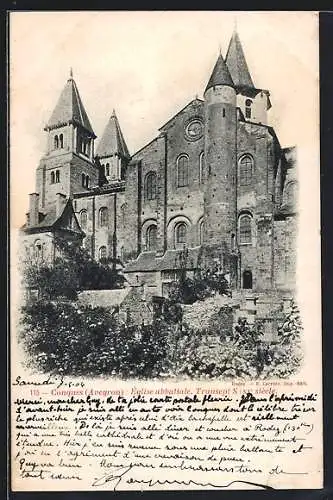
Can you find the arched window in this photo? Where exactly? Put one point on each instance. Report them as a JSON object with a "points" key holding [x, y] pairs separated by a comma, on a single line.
{"points": [[247, 279], [180, 234], [245, 170], [83, 219], [103, 217], [248, 111], [201, 167], [150, 186], [123, 213], [290, 193], [38, 250], [201, 232], [102, 253], [182, 171], [245, 229], [151, 237]]}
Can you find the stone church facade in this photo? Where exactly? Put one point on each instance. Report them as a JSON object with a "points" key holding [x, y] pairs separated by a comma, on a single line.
{"points": [[214, 188]]}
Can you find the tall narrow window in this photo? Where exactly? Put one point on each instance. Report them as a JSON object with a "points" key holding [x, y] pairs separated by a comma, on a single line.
{"points": [[180, 234], [201, 232], [182, 171], [103, 217], [102, 253], [83, 219], [38, 250], [245, 170], [151, 238], [150, 186], [201, 167], [245, 229], [247, 279], [248, 108]]}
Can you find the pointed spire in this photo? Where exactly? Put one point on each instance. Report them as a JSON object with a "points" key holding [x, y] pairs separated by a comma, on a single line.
{"points": [[70, 109], [112, 140], [220, 74], [236, 63]]}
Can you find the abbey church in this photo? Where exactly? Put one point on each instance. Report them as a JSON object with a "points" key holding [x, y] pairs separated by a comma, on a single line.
{"points": [[214, 188]]}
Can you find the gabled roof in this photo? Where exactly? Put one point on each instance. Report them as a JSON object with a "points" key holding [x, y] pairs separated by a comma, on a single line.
{"points": [[112, 141], [70, 109], [220, 74], [172, 259], [236, 63]]}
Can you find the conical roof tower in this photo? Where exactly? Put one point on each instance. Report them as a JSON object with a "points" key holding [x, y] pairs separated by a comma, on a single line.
{"points": [[236, 62]]}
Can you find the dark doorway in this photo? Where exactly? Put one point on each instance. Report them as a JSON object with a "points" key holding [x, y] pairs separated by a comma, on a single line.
{"points": [[247, 279]]}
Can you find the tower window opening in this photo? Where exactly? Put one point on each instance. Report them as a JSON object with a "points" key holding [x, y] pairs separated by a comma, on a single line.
{"points": [[103, 217], [248, 108], [245, 170], [182, 171], [102, 253], [151, 238], [180, 234], [83, 219], [201, 167], [150, 186], [247, 280], [245, 229]]}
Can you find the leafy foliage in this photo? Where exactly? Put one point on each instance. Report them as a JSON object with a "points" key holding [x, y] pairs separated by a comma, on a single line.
{"points": [[72, 270]]}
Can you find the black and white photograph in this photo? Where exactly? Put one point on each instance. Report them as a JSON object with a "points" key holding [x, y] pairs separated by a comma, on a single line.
{"points": [[165, 197]]}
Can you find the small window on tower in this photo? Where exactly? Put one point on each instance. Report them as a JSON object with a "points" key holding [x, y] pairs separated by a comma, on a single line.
{"points": [[248, 110]]}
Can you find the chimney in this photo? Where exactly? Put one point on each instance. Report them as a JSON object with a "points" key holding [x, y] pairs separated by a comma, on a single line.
{"points": [[34, 209], [60, 203]]}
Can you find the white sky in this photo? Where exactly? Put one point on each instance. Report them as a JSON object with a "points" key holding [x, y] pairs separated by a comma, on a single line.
{"points": [[148, 65]]}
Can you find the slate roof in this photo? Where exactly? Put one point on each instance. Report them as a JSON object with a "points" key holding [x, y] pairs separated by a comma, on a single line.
{"points": [[220, 74], [236, 62], [70, 109], [172, 259], [112, 141]]}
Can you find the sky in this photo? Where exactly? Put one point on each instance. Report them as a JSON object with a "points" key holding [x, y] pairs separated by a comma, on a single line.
{"points": [[148, 65]]}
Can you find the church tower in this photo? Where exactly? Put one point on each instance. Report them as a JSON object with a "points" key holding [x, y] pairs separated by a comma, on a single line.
{"points": [[67, 166], [112, 151], [220, 159]]}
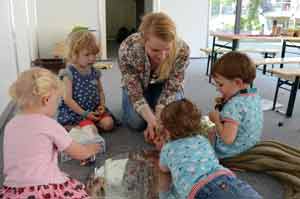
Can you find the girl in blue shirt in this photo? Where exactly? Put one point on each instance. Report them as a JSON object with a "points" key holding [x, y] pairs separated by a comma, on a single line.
{"points": [[239, 116], [194, 167]]}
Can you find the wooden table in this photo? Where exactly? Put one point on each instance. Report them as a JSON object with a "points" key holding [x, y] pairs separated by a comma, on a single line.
{"points": [[233, 41], [129, 175]]}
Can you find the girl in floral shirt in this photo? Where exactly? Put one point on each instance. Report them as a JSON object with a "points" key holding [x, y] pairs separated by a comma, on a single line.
{"points": [[195, 169], [152, 63]]}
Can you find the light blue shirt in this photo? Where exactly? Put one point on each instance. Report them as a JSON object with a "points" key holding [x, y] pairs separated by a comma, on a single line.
{"points": [[189, 160], [246, 111]]}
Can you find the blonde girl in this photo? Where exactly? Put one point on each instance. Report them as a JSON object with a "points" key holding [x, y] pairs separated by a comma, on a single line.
{"points": [[32, 140], [84, 97], [152, 63]]}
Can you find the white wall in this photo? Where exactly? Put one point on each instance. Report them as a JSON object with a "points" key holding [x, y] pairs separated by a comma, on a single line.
{"points": [[21, 22], [8, 69], [191, 18], [15, 53], [120, 13], [56, 18]]}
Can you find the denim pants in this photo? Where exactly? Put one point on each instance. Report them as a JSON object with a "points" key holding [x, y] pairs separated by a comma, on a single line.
{"points": [[227, 187], [130, 117]]}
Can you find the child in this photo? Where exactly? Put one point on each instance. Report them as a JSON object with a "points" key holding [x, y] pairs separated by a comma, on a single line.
{"points": [[84, 97], [239, 118], [33, 138], [195, 170]]}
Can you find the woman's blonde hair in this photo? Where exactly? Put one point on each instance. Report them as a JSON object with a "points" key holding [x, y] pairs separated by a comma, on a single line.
{"points": [[181, 118], [161, 26], [81, 40], [32, 85]]}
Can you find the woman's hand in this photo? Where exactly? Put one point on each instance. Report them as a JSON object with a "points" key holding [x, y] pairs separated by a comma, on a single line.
{"points": [[214, 116], [150, 131]]}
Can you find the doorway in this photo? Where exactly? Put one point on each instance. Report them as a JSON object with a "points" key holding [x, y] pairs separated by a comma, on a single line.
{"points": [[122, 19]]}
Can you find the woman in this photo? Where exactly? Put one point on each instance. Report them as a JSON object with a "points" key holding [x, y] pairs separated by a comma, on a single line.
{"points": [[152, 62]]}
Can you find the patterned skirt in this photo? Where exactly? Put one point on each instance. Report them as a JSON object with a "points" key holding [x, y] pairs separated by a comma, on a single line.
{"points": [[69, 189]]}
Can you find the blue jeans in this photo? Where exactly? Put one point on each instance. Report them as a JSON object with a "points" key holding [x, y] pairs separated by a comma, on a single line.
{"points": [[130, 117], [227, 187]]}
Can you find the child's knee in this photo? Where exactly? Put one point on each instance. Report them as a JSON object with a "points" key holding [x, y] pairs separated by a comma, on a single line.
{"points": [[107, 123]]}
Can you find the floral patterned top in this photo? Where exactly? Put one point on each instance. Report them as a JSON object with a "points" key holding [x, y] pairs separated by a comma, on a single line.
{"points": [[136, 71]]}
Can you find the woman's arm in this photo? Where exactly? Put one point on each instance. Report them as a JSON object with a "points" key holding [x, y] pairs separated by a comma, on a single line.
{"points": [[101, 93], [81, 152]]}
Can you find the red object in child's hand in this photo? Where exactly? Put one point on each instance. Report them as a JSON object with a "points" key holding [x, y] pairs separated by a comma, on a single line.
{"points": [[85, 123]]}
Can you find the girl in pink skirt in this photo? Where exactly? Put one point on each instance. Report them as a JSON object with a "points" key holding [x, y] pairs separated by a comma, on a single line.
{"points": [[32, 140]]}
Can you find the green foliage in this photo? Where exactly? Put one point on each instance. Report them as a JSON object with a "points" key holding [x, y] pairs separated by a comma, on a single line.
{"points": [[251, 21]]}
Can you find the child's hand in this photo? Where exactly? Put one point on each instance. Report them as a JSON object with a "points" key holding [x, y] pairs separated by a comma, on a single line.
{"points": [[101, 109], [93, 116], [218, 102], [96, 148], [214, 116], [159, 141]]}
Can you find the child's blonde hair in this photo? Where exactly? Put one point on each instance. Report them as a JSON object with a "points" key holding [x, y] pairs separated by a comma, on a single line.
{"points": [[32, 85], [162, 26], [181, 118], [81, 40]]}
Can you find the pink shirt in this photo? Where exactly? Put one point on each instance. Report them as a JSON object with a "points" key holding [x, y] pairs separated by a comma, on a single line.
{"points": [[31, 145]]}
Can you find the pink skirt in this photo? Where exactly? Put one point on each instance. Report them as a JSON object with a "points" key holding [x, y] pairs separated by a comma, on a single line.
{"points": [[69, 189]]}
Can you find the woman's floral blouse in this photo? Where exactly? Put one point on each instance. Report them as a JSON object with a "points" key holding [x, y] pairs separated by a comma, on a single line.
{"points": [[135, 68]]}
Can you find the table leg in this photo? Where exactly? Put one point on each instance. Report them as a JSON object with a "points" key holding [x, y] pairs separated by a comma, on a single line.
{"points": [[212, 61], [283, 51], [293, 94]]}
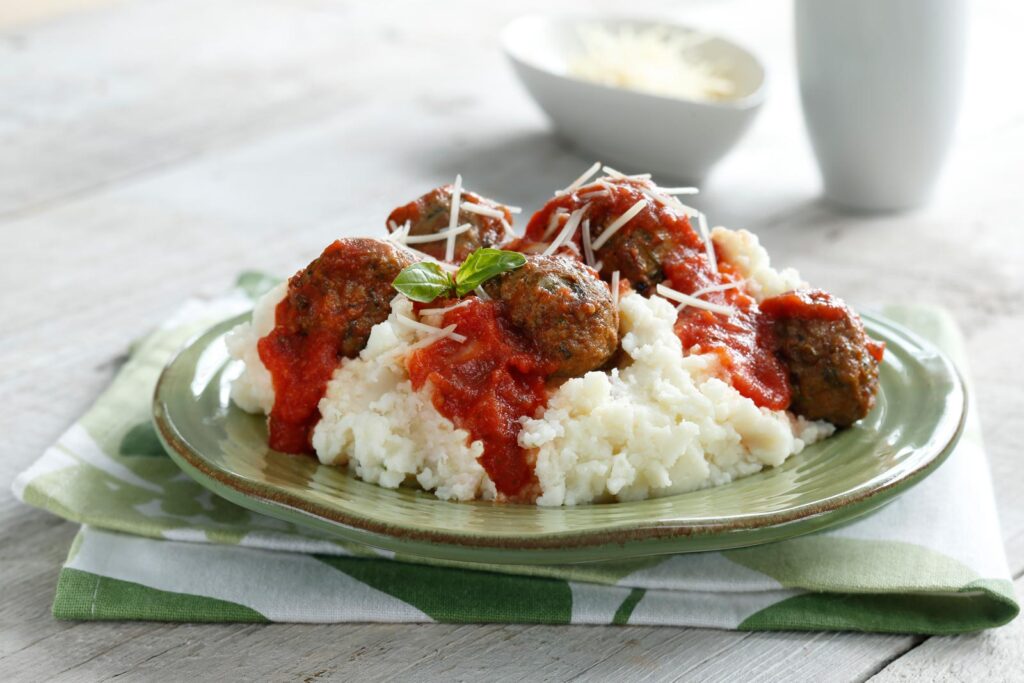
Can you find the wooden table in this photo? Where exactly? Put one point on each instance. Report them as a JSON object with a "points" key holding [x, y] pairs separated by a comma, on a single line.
{"points": [[150, 150]]}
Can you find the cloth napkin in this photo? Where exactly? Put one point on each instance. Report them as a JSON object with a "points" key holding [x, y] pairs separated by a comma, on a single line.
{"points": [[154, 545]]}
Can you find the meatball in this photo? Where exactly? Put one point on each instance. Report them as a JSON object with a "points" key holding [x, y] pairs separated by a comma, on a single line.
{"points": [[640, 248], [430, 214], [833, 364], [345, 292], [564, 308]]}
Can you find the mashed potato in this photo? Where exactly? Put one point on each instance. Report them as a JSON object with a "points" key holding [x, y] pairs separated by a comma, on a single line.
{"points": [[389, 434], [253, 390], [664, 424], [660, 424]]}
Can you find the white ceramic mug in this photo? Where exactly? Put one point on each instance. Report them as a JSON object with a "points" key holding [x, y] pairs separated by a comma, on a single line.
{"points": [[881, 84]]}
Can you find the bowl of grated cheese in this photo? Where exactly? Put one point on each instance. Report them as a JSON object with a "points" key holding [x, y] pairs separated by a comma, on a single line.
{"points": [[639, 93]]}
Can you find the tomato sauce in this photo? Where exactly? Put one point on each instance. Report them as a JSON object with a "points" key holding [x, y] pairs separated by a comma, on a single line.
{"points": [[484, 385], [816, 304], [326, 316], [741, 340]]}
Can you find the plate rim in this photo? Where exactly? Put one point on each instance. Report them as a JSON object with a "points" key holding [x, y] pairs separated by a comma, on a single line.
{"points": [[655, 537]]}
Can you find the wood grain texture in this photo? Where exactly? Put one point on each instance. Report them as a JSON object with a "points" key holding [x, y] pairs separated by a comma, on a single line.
{"points": [[153, 148]]}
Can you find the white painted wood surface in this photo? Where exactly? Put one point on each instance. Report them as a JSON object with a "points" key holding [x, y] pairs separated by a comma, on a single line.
{"points": [[152, 148]]}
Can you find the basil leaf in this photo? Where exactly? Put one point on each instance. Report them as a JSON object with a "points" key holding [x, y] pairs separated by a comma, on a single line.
{"points": [[484, 264], [423, 282]]}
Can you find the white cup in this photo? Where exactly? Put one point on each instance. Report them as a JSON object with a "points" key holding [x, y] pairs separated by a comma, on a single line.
{"points": [[881, 84]]}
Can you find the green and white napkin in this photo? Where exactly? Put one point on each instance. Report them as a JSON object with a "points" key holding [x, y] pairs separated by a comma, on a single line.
{"points": [[155, 545]]}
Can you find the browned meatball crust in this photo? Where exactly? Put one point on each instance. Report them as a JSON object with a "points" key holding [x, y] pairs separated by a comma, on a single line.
{"points": [[637, 250], [430, 214], [833, 364], [564, 308], [346, 291]]}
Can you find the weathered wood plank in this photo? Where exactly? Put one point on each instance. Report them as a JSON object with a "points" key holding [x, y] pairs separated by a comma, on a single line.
{"points": [[136, 176], [992, 655]]}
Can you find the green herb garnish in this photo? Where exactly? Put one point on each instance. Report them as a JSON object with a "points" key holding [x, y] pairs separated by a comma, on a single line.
{"points": [[425, 281]]}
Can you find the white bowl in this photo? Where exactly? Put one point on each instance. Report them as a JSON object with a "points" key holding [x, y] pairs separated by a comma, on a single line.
{"points": [[669, 136]]}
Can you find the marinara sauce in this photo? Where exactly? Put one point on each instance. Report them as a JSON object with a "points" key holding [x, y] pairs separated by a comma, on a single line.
{"points": [[327, 315], [660, 245], [484, 385]]}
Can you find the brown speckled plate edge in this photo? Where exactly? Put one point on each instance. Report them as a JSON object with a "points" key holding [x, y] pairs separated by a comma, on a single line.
{"points": [[634, 539]]}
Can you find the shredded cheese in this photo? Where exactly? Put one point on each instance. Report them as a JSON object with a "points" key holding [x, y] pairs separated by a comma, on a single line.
{"points": [[481, 210], [659, 60], [567, 231], [619, 175], [429, 329], [436, 237], [709, 290], [441, 311], [617, 223], [689, 300], [553, 222], [709, 245], [582, 179], [588, 250], [454, 218], [438, 335]]}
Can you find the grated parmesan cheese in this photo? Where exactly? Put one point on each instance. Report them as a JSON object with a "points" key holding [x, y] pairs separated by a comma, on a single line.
{"points": [[617, 223], [429, 329], [656, 60], [436, 237], [689, 300], [481, 210], [567, 231], [454, 217]]}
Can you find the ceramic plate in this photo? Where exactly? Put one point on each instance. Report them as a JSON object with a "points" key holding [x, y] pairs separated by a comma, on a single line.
{"points": [[914, 425]]}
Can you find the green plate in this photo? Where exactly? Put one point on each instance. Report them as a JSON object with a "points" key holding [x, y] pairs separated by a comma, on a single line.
{"points": [[915, 424]]}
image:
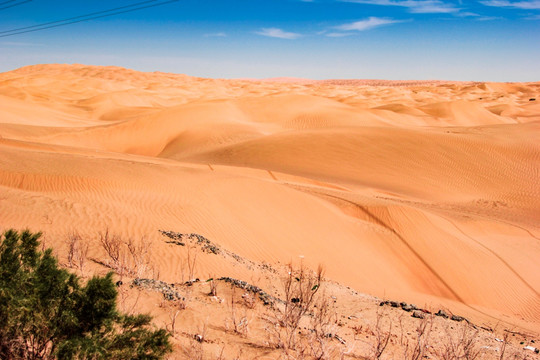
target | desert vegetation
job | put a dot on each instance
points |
(47, 313)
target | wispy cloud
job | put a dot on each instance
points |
(219, 34)
(367, 24)
(529, 5)
(17, 43)
(278, 33)
(478, 17)
(414, 6)
(336, 34)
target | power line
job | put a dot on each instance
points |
(77, 17)
(7, 7)
(7, 2)
(82, 18)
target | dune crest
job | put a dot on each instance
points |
(426, 191)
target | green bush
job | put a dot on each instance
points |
(45, 313)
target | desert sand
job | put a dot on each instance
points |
(420, 191)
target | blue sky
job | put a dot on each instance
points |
(484, 40)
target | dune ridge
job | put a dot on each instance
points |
(427, 191)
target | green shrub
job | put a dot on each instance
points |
(45, 313)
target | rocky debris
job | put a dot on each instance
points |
(191, 282)
(176, 237)
(181, 239)
(198, 337)
(418, 314)
(531, 348)
(168, 291)
(266, 298)
(414, 309)
(442, 313)
(409, 307)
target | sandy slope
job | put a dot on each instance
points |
(420, 191)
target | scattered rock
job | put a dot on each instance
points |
(266, 298)
(408, 308)
(166, 289)
(418, 314)
(442, 313)
(198, 337)
(457, 318)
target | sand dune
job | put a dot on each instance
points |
(421, 191)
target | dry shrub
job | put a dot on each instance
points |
(213, 286)
(301, 287)
(237, 323)
(463, 346)
(126, 258)
(382, 336)
(423, 332)
(77, 251)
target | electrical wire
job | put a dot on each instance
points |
(82, 18)
(13, 5)
(78, 17)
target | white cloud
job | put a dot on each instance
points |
(219, 34)
(336, 34)
(367, 24)
(529, 5)
(414, 6)
(278, 33)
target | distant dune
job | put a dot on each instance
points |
(425, 191)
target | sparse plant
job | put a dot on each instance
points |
(126, 257)
(502, 349)
(382, 337)
(45, 313)
(213, 286)
(464, 346)
(191, 259)
(300, 288)
(239, 324)
(77, 251)
(423, 332)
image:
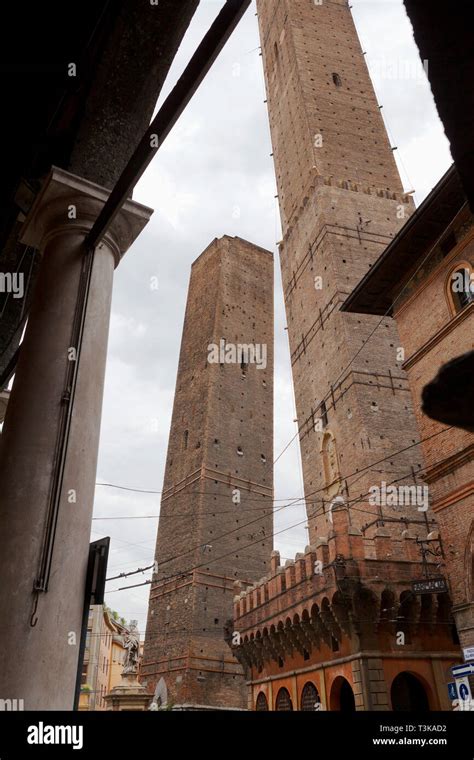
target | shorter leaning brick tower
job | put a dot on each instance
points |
(216, 510)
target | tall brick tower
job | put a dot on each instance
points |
(341, 202)
(216, 518)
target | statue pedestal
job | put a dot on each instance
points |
(128, 695)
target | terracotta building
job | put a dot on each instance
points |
(103, 658)
(344, 626)
(425, 280)
(216, 510)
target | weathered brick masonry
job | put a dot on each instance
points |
(219, 454)
(341, 627)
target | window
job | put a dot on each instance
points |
(324, 414)
(310, 699)
(460, 287)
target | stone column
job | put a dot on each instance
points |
(38, 662)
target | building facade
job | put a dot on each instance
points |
(343, 627)
(215, 522)
(425, 278)
(103, 658)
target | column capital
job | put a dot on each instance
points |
(67, 203)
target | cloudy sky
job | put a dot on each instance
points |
(214, 176)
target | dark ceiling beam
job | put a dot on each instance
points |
(169, 113)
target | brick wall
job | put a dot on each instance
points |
(218, 478)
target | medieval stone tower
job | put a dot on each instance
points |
(341, 202)
(216, 518)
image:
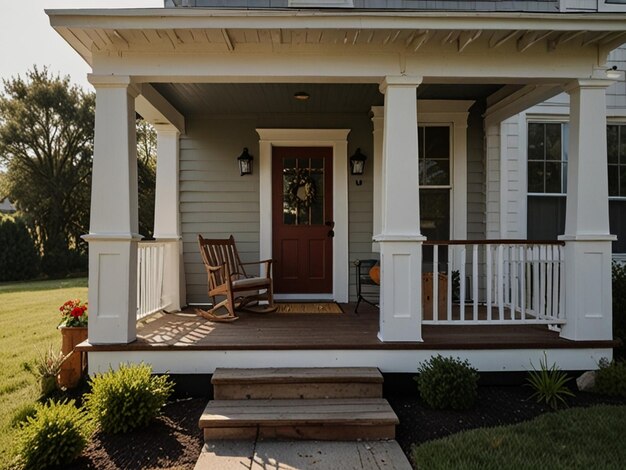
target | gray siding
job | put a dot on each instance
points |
(476, 189)
(450, 5)
(216, 202)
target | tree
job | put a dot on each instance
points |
(46, 145)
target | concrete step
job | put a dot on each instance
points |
(291, 383)
(319, 419)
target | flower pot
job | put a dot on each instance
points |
(72, 368)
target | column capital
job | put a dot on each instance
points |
(399, 81)
(587, 83)
(115, 81)
(166, 129)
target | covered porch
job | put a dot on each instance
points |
(410, 70)
(187, 344)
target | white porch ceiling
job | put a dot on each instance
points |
(245, 98)
(97, 31)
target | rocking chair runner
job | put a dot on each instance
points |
(227, 277)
● ● ● ● ●
What the task asks: Return every line from the entries that holds the string "porch".

Solution below:
target | covered porch
target | white porch ceiling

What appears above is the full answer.